Unforced Rhythms of Grace

I didn’t post anything yesterday. Two years ago I would have agonized over that fact. Little by little I’m learning to accept imperfection. The good girl trapped in me really wants to do EVERYTHING by the rules. Believe it or not, there are not rules for blogging. Last year I made the switch from posting five days a week down to four… and even sometimes down to three. But I had yet to give myself permission to miss posting on Tuesdays or Wednesdays. Don’t even ask where that OCD bit came from.

I spent yesterday packing my hospital bag and organizing my house. I’m nine months pregnant and nesting is in full swing. I don’t even have a kid yet and it feels like there isn’t enough time in the day to accomplish everything I have planned. So rather than beating myself up for not finishing every task, or for taking time to read over my lunch break, I’m learning just to let go. I’m a much more pleasant version of myself when I’m not stressed or anxious.
::::
To do
(a) According to the blog post, what did the writer spend yesterday doing?
(b) Retype the part of the blog post starting at "I didn’t post" and ending at "bit came from.".

Items from a data source
::::
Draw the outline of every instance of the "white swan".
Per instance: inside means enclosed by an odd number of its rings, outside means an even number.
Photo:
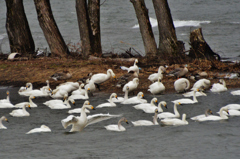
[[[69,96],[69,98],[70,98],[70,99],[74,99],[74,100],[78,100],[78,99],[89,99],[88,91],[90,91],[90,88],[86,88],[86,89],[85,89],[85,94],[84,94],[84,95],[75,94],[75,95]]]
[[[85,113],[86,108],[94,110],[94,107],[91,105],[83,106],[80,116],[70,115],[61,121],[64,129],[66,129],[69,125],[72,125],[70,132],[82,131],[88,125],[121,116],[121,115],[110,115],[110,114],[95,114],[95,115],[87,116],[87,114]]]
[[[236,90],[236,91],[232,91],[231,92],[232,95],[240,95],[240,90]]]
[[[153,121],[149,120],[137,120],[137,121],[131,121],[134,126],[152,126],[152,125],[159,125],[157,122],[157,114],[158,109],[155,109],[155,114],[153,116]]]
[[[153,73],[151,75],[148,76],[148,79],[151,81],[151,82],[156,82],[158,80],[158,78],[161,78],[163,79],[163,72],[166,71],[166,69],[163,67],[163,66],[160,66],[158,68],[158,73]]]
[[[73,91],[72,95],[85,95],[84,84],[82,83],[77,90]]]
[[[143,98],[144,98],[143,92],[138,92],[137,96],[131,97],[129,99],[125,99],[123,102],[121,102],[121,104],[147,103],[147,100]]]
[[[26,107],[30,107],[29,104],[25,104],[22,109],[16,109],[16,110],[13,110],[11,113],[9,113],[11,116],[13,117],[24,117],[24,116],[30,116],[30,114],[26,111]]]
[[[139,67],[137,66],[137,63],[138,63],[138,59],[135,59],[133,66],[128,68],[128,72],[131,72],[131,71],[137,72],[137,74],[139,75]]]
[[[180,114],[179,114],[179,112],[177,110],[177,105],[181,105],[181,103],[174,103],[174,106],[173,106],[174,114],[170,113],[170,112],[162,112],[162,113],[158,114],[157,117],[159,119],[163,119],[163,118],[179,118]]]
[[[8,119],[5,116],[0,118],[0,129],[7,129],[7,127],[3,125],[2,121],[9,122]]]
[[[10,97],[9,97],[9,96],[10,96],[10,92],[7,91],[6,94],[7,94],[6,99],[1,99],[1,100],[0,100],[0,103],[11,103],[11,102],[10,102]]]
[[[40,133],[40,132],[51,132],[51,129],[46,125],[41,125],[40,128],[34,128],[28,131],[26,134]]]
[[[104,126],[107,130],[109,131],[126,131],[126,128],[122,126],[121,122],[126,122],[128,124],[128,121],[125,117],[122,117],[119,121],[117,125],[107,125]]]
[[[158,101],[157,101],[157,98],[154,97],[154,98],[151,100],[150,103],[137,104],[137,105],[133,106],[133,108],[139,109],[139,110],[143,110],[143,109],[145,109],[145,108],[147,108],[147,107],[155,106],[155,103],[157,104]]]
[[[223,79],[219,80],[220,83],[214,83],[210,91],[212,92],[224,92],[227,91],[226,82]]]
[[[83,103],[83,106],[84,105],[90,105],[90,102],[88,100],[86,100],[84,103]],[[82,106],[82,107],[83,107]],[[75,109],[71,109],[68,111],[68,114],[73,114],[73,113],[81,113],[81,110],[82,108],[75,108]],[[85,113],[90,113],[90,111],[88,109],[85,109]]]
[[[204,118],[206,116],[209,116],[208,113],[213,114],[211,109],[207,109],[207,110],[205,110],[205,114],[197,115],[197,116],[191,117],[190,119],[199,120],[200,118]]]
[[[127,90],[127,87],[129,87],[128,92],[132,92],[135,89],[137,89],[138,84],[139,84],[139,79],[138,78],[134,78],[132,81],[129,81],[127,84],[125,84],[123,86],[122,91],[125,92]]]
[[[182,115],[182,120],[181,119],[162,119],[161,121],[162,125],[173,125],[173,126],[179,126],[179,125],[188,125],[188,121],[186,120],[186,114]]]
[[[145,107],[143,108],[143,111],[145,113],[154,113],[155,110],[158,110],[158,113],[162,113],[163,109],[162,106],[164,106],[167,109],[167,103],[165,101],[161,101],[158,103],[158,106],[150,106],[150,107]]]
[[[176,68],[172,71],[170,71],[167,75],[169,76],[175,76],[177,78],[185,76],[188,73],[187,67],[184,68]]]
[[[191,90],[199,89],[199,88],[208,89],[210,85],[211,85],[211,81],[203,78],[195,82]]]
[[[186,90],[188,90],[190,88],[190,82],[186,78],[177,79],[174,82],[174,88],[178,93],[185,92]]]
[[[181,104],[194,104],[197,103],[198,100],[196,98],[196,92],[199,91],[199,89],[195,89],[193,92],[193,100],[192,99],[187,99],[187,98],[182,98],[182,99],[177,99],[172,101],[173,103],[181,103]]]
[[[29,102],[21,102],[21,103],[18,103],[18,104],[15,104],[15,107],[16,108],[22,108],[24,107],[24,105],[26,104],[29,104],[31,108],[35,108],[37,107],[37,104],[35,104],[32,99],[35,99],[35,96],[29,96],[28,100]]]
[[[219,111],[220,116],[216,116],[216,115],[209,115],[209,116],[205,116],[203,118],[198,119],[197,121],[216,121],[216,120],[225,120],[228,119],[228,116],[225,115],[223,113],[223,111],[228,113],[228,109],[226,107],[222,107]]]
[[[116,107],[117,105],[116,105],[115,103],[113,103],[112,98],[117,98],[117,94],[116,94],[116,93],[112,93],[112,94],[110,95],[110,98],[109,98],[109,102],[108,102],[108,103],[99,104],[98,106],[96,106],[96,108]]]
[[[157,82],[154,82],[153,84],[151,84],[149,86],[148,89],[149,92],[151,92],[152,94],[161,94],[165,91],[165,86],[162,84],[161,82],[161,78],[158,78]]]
::::
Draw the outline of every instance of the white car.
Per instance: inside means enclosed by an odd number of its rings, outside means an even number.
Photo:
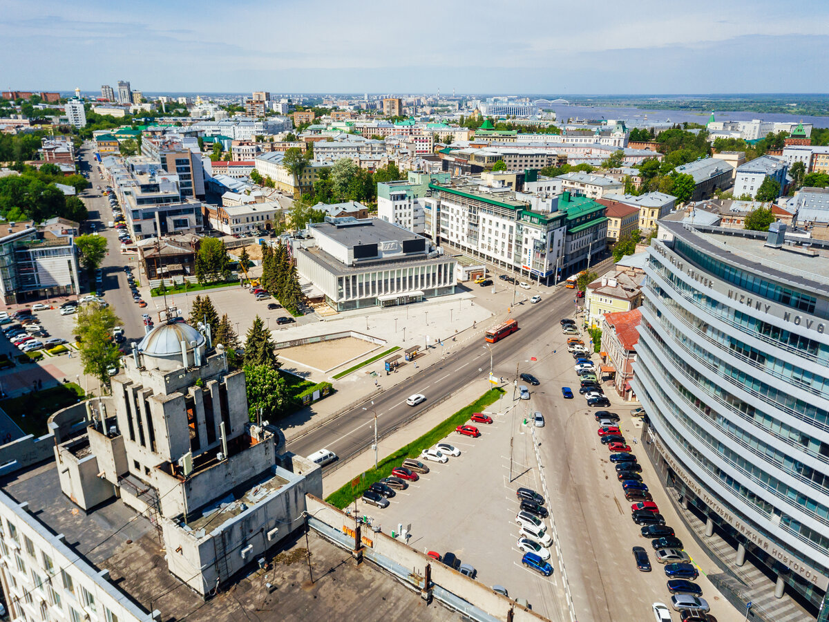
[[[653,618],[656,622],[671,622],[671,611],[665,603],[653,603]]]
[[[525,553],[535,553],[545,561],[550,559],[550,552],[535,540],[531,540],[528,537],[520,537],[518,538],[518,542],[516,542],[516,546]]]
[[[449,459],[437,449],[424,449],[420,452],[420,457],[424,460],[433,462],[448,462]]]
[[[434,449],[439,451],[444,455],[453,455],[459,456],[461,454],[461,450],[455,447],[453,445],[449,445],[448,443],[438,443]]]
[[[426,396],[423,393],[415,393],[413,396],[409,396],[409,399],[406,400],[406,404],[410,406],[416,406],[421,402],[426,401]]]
::::
Answer list
(a) Packing a hospital bag and organizing the house.

(b)
I didn’t post anything yesterday. Two years ago I would have agonized over that fact. Little by little I’m learning to accept imperfection. The good girl trapped in me really wants to do EVERYTHING by the rules. Believe it or not, there are not rules for blogging. Last year I made the switch from posting five days a week down to four… and even sometimes down to three. But I had yet to give myself permission to miss posting on Tuesdays or Wednesdays. Don’t even ask where that OCD bit came from.